*Your objective*.
Tell how many lines of the data below have the string "tree" in them. Say nothing more.

(Referring expression data)
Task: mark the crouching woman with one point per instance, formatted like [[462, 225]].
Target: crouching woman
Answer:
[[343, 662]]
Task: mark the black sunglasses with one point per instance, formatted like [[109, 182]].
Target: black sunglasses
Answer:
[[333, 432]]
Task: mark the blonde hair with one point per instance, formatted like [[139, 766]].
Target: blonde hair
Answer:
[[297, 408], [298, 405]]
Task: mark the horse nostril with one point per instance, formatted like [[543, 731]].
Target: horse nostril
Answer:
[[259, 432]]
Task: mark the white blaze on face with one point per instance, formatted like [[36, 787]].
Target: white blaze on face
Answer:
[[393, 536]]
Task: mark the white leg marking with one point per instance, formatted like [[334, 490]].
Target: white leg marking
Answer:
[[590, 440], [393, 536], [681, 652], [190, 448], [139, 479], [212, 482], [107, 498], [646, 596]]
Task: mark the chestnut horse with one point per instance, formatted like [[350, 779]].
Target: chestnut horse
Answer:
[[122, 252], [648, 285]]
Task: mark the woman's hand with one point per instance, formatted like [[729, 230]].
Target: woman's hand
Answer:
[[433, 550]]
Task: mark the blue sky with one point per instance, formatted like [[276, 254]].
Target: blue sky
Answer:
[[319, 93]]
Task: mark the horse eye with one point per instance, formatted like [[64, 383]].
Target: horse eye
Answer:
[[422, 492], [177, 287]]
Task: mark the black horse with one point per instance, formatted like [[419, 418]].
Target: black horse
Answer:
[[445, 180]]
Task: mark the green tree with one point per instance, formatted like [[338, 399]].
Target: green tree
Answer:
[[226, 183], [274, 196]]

*Exercise output*.
2